[Detection annotation records]
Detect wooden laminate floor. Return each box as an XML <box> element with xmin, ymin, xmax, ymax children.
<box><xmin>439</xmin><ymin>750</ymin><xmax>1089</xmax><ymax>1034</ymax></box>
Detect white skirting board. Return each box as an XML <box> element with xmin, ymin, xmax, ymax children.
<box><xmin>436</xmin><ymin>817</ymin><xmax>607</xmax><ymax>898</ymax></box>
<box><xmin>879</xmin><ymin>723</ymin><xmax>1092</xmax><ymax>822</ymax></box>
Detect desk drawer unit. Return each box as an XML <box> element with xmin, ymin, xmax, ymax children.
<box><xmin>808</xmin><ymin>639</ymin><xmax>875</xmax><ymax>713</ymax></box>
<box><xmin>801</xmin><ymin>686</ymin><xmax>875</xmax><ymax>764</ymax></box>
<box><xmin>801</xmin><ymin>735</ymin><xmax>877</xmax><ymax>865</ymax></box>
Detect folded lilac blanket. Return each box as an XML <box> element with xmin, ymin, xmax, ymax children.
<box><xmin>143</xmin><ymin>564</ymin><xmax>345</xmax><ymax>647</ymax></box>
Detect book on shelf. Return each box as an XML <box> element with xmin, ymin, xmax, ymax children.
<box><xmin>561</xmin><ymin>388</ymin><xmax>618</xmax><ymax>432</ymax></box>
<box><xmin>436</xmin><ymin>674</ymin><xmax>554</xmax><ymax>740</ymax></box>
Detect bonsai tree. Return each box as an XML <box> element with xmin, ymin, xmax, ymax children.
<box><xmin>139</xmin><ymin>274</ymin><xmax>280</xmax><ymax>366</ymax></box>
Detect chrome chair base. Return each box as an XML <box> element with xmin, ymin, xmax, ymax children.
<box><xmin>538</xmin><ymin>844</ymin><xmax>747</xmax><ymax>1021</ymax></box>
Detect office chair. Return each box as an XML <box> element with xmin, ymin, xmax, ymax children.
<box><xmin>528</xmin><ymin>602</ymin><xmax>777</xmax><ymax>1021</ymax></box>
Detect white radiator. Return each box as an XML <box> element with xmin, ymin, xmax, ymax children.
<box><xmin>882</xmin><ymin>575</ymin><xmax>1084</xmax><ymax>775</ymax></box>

- _What you are asked to do_: Starting with the line containing "Detect white radiator." and going on through the end of the records, write those lines out again, requests included, shifting every bounding-box coordinate in the answers by -9.

- _Output for this task_:
Detect white radiator. Return each box as an XML <box> element with xmin, ymin, xmax, ymax children.
<box><xmin>873</xmin><ymin>566</ymin><xmax>1075</xmax><ymax>766</ymax></box>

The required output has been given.